■ Task instructions ■
Please quote only the lines that start at the one with "Annotation guideline: every instance of the shoreline" and go on to the last line of the data, both ends kept.

■ Record list ■
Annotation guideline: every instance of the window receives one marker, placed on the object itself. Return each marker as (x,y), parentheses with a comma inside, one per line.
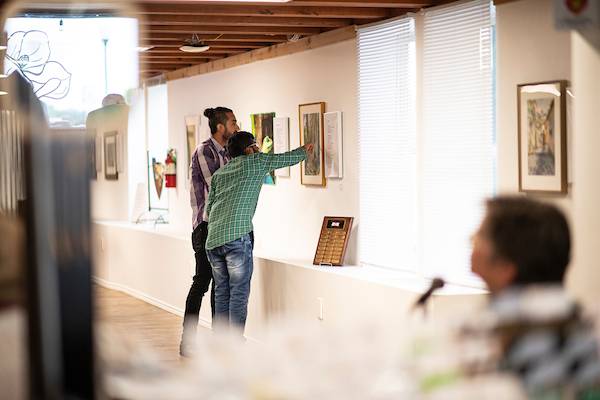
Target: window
(387,137)
(72,63)
(423,184)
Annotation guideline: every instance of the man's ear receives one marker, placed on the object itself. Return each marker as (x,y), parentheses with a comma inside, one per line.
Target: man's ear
(506,273)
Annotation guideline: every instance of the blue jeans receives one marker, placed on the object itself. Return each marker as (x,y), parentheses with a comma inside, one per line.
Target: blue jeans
(232,270)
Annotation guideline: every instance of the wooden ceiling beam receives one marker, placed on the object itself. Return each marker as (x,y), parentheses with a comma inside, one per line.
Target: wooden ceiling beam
(278,50)
(171,67)
(251,30)
(162,50)
(176,43)
(179,37)
(262,10)
(372,3)
(244,21)
(175,61)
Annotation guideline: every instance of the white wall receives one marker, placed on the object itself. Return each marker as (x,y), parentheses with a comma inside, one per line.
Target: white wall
(529,49)
(124,260)
(110,199)
(584,277)
(289,215)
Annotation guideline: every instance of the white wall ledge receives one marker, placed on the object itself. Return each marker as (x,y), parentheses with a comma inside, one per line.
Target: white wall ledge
(404,280)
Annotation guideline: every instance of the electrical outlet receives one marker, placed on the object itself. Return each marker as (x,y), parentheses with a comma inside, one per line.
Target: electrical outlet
(193,267)
(321,303)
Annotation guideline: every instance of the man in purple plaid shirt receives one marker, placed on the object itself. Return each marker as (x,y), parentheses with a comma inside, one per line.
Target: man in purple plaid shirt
(206,160)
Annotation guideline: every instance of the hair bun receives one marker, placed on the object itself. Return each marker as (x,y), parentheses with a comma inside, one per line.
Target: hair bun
(209,113)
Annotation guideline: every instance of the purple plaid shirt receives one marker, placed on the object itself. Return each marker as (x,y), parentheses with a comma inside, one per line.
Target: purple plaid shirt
(207,158)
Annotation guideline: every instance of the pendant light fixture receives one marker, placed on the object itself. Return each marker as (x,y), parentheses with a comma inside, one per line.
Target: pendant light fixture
(194,45)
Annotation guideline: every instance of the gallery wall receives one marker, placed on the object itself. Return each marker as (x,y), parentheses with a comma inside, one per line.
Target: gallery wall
(584,276)
(110,198)
(289,215)
(529,50)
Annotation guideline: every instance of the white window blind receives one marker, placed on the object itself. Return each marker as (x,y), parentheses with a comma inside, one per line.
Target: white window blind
(458,159)
(422,185)
(386,109)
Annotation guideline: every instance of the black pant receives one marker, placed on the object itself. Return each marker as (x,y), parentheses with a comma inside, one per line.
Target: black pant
(201,279)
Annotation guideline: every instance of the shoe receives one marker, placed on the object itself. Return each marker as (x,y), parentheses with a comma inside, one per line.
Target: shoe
(187,349)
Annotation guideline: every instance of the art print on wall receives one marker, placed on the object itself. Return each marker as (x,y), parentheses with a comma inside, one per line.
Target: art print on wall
(192,123)
(542,137)
(333,144)
(281,137)
(110,156)
(310,117)
(92,151)
(262,129)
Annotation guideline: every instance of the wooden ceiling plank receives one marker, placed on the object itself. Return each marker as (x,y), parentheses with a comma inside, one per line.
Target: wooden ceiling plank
(252,30)
(262,10)
(162,50)
(212,37)
(374,3)
(176,62)
(244,21)
(213,44)
(171,67)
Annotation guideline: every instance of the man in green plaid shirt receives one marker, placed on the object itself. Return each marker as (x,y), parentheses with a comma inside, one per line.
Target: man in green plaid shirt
(231,205)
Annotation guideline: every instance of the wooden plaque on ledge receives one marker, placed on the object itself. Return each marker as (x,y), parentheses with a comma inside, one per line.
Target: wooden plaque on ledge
(333,241)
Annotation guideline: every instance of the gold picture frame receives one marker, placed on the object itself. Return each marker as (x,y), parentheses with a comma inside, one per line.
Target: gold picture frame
(310,121)
(542,136)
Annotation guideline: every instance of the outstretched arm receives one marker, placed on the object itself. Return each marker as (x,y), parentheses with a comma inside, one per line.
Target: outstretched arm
(275,161)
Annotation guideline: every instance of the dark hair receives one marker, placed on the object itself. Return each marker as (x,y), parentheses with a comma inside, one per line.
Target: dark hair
(239,142)
(531,234)
(216,116)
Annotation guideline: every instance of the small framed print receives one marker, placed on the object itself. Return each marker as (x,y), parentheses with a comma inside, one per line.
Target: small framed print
(192,122)
(333,144)
(110,156)
(333,241)
(542,137)
(310,117)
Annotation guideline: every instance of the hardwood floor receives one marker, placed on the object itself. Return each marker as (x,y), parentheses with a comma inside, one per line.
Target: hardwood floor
(150,326)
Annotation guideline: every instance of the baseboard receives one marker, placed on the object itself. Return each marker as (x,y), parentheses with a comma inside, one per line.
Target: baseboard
(146,298)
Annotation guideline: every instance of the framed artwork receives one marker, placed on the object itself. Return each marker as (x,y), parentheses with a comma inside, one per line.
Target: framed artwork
(92,151)
(281,139)
(333,144)
(156,183)
(110,156)
(542,127)
(310,118)
(262,129)
(192,122)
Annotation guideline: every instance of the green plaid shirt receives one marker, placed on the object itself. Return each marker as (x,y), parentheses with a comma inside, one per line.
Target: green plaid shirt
(234,193)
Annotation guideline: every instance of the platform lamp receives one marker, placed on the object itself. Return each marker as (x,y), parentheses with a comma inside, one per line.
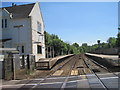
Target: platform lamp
(98,41)
(18,27)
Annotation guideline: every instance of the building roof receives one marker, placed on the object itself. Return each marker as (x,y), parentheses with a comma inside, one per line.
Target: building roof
(20,11)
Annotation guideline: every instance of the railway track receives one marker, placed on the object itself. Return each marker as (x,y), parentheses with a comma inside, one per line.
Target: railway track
(50,74)
(86,70)
(96,75)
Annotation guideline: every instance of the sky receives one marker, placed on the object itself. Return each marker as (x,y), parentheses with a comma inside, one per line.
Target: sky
(81,22)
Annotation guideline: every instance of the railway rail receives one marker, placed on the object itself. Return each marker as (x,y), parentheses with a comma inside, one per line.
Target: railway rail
(96,74)
(51,73)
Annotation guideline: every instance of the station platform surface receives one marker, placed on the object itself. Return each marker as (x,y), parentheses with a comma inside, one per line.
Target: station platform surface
(80,81)
(49,62)
(113,57)
(55,58)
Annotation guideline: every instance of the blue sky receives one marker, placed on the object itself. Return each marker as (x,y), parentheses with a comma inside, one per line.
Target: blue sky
(81,22)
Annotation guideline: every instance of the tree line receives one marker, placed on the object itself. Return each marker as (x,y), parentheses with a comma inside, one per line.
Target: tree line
(55,46)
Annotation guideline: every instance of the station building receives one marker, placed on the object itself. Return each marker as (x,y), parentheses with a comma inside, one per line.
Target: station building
(22,27)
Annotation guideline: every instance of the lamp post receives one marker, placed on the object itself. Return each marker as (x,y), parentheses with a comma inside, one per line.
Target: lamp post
(98,41)
(18,27)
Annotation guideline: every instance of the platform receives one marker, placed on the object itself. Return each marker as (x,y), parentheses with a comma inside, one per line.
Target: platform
(112,59)
(49,62)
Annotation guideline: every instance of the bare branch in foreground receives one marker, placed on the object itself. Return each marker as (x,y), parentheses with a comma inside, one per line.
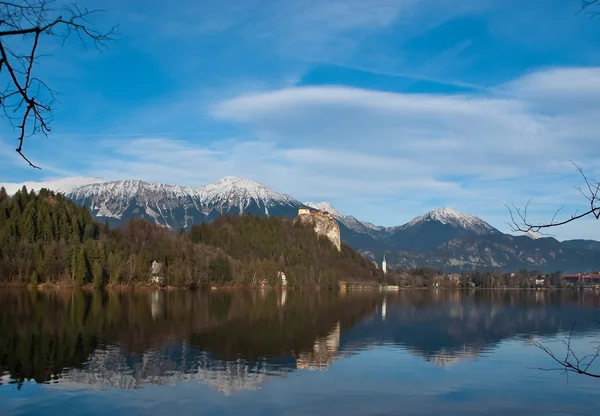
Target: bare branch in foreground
(521,223)
(571,363)
(27,101)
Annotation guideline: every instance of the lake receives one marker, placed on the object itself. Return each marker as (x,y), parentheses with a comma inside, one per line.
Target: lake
(295,353)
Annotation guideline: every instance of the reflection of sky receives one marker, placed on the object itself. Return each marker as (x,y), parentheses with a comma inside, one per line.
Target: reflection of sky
(385,380)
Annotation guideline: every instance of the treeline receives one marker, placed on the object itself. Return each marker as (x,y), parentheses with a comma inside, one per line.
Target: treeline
(47,238)
(265,246)
(422,277)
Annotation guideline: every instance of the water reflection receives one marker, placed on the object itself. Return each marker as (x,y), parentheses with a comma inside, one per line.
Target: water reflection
(239,340)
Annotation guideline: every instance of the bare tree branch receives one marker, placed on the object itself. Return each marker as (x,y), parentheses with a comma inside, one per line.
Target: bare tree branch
(571,363)
(521,223)
(589,6)
(27,101)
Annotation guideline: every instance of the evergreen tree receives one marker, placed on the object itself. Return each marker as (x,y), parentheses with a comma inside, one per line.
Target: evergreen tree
(80,267)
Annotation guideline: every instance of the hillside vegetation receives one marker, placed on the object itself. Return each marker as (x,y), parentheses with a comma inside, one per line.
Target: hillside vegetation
(47,238)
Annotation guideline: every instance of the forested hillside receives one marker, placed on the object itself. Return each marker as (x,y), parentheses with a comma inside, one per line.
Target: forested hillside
(47,238)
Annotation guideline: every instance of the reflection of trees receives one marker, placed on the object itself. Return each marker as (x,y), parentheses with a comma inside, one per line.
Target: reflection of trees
(237,340)
(44,333)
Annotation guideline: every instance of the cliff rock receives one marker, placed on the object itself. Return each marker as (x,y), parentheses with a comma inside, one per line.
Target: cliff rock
(323,223)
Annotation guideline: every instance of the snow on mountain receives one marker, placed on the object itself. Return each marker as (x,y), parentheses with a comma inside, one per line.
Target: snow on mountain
(449,216)
(59,185)
(325,206)
(178,206)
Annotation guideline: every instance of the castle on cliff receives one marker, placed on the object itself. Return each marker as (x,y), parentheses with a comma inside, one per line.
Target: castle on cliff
(323,223)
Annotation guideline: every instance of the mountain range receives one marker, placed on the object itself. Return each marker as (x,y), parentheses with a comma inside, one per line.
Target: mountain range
(443,238)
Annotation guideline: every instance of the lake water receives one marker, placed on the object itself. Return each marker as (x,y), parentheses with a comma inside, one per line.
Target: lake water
(294,353)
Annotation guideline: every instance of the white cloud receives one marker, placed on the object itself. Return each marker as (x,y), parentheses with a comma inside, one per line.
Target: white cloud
(387,157)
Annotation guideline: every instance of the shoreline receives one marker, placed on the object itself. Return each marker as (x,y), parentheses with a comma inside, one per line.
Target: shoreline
(358,287)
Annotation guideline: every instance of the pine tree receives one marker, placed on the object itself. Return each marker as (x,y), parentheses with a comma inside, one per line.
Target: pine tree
(115,268)
(80,267)
(98,274)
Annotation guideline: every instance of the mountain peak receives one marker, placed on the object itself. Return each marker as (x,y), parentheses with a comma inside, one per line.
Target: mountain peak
(452,217)
(325,206)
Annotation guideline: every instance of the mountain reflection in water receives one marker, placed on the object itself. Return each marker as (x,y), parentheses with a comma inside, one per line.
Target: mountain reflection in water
(239,340)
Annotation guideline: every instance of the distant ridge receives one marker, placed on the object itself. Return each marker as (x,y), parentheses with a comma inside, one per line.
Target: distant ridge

■ Worked solution ■
Annotation guideline: every instance of the shoreline receives one marker, placed on the object itself. Return each marker as (x,y), parentheses with a comma inside, one per line.
Target: shoreline
(358,287)
Annotation guideline: every instance of the pine tree receives one marker, placed on the object itself. Return each marker as (x,y), parentheses with a comma inside, one per line.
Target: pine tree
(115,268)
(80,267)
(98,274)
Annotation guideline: every instance of the mountain peak receives one marker, placed on the object itself. Return each marker as (x,y), parentheses with a comma inside, one per line.
Target: mountain peak
(452,217)
(325,206)
Annotation guideline: every instance of the mountain reflection in water receives one marker, placed on the object itself. Return each marker as (x,y), parentheses with a comma inside, one per line.
Target: mountain reflection in water
(239,340)
Annotation guideline: every instance of the distant ridge receives one marker, placed on the object itself. Return each marker as (x,y), parentheses with a comma inside, one per line.
Target: distant ridge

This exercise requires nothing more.